------ Records to process

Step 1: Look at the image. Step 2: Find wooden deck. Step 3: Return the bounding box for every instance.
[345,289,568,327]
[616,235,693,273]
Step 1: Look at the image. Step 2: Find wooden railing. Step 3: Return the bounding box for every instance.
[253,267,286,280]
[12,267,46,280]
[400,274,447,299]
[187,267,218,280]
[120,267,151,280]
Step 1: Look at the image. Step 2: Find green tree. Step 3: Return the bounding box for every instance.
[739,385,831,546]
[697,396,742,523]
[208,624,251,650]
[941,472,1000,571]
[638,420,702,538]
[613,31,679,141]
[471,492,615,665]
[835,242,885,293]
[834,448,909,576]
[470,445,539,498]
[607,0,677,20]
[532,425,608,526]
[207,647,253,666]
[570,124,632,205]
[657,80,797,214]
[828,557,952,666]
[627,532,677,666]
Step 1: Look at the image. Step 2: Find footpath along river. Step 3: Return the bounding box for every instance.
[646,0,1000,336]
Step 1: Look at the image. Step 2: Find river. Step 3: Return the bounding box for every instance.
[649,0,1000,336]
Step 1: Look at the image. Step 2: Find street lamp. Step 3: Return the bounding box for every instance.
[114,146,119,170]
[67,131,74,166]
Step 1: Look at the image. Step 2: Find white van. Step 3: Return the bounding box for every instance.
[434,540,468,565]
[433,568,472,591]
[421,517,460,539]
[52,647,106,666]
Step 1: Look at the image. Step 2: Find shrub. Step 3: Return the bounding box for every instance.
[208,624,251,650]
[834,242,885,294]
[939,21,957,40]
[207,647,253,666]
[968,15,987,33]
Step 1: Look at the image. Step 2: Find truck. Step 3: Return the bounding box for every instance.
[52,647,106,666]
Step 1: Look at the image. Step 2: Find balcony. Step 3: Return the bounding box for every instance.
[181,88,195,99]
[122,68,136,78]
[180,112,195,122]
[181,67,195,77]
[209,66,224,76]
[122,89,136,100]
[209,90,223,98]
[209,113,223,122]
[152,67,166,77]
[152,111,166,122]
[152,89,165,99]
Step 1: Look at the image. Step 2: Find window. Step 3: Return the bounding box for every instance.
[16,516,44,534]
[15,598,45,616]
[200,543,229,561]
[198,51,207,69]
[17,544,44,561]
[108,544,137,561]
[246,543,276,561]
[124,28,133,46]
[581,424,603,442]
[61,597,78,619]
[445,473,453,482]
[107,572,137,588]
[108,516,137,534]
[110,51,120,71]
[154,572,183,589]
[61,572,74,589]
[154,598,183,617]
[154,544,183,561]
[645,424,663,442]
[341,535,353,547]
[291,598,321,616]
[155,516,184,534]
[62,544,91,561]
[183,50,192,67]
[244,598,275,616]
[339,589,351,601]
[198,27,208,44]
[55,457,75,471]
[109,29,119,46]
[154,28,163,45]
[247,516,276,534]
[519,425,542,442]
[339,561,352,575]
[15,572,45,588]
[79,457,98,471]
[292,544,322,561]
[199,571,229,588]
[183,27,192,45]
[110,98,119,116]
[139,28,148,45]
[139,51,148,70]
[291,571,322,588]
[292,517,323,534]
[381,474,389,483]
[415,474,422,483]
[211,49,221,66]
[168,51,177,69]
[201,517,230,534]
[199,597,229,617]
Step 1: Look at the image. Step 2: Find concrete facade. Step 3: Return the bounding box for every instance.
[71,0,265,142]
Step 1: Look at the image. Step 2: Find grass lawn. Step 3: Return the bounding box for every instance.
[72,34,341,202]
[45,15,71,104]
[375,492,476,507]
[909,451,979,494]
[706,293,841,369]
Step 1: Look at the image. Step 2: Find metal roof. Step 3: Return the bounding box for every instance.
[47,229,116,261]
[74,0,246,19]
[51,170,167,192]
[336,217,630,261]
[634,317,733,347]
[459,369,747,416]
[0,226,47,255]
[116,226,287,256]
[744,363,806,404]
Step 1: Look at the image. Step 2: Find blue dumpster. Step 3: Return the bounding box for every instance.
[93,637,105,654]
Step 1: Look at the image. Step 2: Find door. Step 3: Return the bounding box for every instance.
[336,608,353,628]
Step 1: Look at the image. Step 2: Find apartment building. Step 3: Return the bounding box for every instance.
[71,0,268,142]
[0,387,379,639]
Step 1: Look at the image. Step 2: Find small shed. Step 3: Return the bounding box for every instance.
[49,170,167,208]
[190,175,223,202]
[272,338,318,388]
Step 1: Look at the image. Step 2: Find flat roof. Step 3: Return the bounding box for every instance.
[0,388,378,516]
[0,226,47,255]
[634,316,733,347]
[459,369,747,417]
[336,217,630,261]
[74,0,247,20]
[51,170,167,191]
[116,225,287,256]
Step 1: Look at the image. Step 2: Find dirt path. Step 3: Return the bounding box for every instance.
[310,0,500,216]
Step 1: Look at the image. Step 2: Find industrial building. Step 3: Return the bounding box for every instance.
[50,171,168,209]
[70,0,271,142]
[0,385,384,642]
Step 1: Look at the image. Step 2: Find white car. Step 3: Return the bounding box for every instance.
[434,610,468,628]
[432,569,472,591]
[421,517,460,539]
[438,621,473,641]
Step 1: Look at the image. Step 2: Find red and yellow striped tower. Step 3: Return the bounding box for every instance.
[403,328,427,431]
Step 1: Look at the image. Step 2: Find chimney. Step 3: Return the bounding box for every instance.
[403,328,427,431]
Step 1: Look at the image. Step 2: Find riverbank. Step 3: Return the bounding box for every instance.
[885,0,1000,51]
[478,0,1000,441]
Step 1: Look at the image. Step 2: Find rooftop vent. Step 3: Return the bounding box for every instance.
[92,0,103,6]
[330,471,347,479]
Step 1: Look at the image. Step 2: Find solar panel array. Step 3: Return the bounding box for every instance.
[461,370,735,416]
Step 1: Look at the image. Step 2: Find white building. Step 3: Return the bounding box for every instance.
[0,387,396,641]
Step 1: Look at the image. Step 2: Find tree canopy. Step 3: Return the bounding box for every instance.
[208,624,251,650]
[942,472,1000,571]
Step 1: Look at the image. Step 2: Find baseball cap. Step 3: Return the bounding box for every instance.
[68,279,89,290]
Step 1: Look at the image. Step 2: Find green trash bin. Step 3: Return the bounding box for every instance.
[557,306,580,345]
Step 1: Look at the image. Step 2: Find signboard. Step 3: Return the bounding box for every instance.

------------

**What to work on:** Word for word, the whole listing should be given again.

**Solved problem:**
Step 1: Look at the image. Step 2: Find wooden deck. Step 3: Return the bounding box for every instance.
[345,289,568,327]
[616,235,693,273]
Step 1: Look at the image. Step 2: Find wooden railing. Step 3: Return the bounding box for every instance.
[253,267,286,280]
[12,267,46,280]
[400,274,447,299]
[187,267,218,280]
[120,267,151,280]
Step 1: Look at the image. Step 2: Find green tree. Step 3: Return the bounding box for every instance.
[739,385,831,546]
[697,396,742,523]
[208,624,251,650]
[941,472,1000,571]
[638,420,702,538]
[613,31,679,141]
[471,492,615,665]
[835,242,885,293]
[834,448,909,576]
[470,445,539,498]
[607,0,677,20]
[532,425,608,526]
[207,647,253,666]
[570,124,632,205]
[657,80,797,214]
[828,557,952,666]
[627,532,677,666]
Step 1: Look at the image. Step 2: Find footpath along river. Step 3: Return the bounding box for every instance.
[646,0,1000,336]
Step 1: Look at the image. Step 2: Find river. Step 3: Return the bounding box for every instance.
[649,0,1000,336]
Step 1: Look at the image. Step 2: Find street lamp. Step 3: Return the bounding box for every instance.
[114,146,119,170]
[67,131,74,166]
Step 1: Look at the image. Step 2: Find white van. Step 3: Return the bounding box for every instance.
[434,540,468,565]
[433,568,472,591]
[421,517,460,539]
[52,647,106,666]
Step 1: Look at the image. Step 2: Find shrub. Step 3: Return the bounding box for every instance.
[208,624,251,650]
[834,242,885,294]
[939,21,957,40]
[207,647,253,666]
[968,15,987,33]
Step 1: Look at the image. Step 2: Find truck. Step 3: Return the bounding box for every instance.
[52,647,106,666]
Step 1: Look at the image. Step 2: Find balcony. Step 3: Return the bounding box for every instance.
[181,88,195,99]
[122,68,136,78]
[180,112,195,122]
[181,67,195,77]
[209,66,224,76]
[122,89,136,100]
[209,90,223,98]
[209,113,223,122]
[152,67,166,77]
[152,111,166,122]
[152,89,165,99]
Step 1: Look at the image. Step 2: Find window. Step 3: Return the bounding box for every instance.
[16,516,44,534]
[15,598,45,616]
[200,543,229,561]
[198,51,207,69]
[17,544,44,561]
[108,544,137,561]
[246,543,276,561]
[124,28,133,46]
[581,424,603,442]
[61,597,78,619]
[445,473,453,482]
[107,572,137,588]
[108,516,137,534]
[110,51,120,71]
[154,572,183,589]
[61,572,74,589]
[154,598,183,617]
[154,544,183,561]
[645,424,663,442]
[341,535,353,547]
[291,598,321,616]
[155,516,184,534]
[62,544,91,561]
[183,50,192,67]
[244,598,275,616]
[339,589,351,601]
[198,27,208,44]
[55,457,75,471]
[109,29,119,46]
[154,28,163,45]
[247,516,276,534]
[519,425,542,442]
[339,561,352,575]
[15,572,45,588]
[79,457,98,471]
[292,544,322,561]
[199,571,229,588]
[183,27,192,45]
[110,98,119,116]
[139,28,148,45]
[139,51,148,70]
[291,571,322,588]
[292,517,323,534]
[381,474,389,483]
[415,474,422,483]
[211,49,221,66]
[168,51,177,69]
[201,517,230,534]
[199,597,229,617]
Step 1: Look at the image. Step 2: Find concrete facade. Step 3: Return the bounding box for every instance.
[71,0,265,142]
Step 1: Look at the image. Step 2: Find grass lawn. Step 3: Return the bounding box for every instance.
[72,34,341,202]
[45,15,71,104]
[375,492,476,507]
[909,451,979,494]
[706,293,841,369]
Step 1: Look at the image. Step 2: Find metal roof. Step 3: Return the bounding box for every instance.
[47,229,116,261]
[74,0,246,19]
[51,170,167,192]
[336,217,630,261]
[634,317,733,347]
[459,369,747,416]
[0,226,47,255]
[116,226,287,256]
[744,363,806,404]
Step 1: Look at the image. Step 2: Find blue dumpster. Step 3: Return the bounding box for every instance.
[93,637,105,654]
Step 1: Look at the image. Step 2: Find door. Step 3: Return the bounding box for every instance.
[336,608,353,628]
Step 1: Look at the image. Step 2: Find apartment building. Step 3: Return the bounding box for every instance.
[71,0,268,142]
[0,387,379,639]
Step 1: Look at the image. Step 2: Find small shed. Step 3: Return the bounding box for every instance.
[49,170,167,208]
[190,175,223,202]
[272,338,318,388]
Step 1: Look at the image. Step 2: Find flat roof. Step 3: Return the bounding box for every instance.
[0,388,378,516]
[0,226,47,255]
[634,316,733,347]
[459,369,747,417]
[336,217,630,261]
[74,0,247,20]
[51,170,167,191]
[116,225,287,256]
Step 1: Look at the image. Step 2: Find dirt path. Step 3: Return the bounding box for every instance.
[310,0,500,216]
Step 1: Look at the image. Step 2: Find industrial building. Step 3: Return the bounding box for every instance.
[50,171,168,209]
[70,0,271,142]
[0,385,384,642]
Step 1: Look at the image. Step 2: Find white car. Step 3: Return the bounding box for every instance.
[434,610,468,628]
[432,569,472,591]
[421,517,460,539]
[438,621,473,641]
Step 1: Look at the image. Step 2: Find red and yellow striped tower. Step 3: Return the bounding box for every instance.
[403,328,427,431]
Step 1: Look at the image. Step 2: Find chimney. Step 3: Return the bounding box for every instance.
[403,328,427,431]
Step 1: Look at the image. Step 2: Find riverbank. Step 3: Return the bounding box for every instance.
[885,0,1000,51]
[478,0,1000,441]
Step 1: Look at the image. Step 2: Find rooftop vent. Step 3: Return the bounding box for every instance.
[92,0,103,6]
[330,471,347,479]
Step 1: Look at the image. Step 2: Find solar panel array. Step 3: Return the bounding box for every instance.
[461,370,735,416]
Step 1: Look at the image. Step 2: Find white building. Step 3: Return the bounding box for every instance.
[0,387,396,641]
Step 1: Look at the image. Step 2: Find tree canopy. Step 3: Return the bounding box for every instance.
[208,624,251,650]
[942,472,1000,571]
Step 1: Look at the image. Step 2: Find baseball cap. Step 3: Return the bounding box for every instance.
[68,279,89,290]
Step 1: Look at the image. Step 2: Find green trash bin. Step 3: Return the bounding box for every instance.
[557,306,580,345]
Step 1: Look at the image. Step 2: Find signboard. Step 3: Return the bounding box for every instance.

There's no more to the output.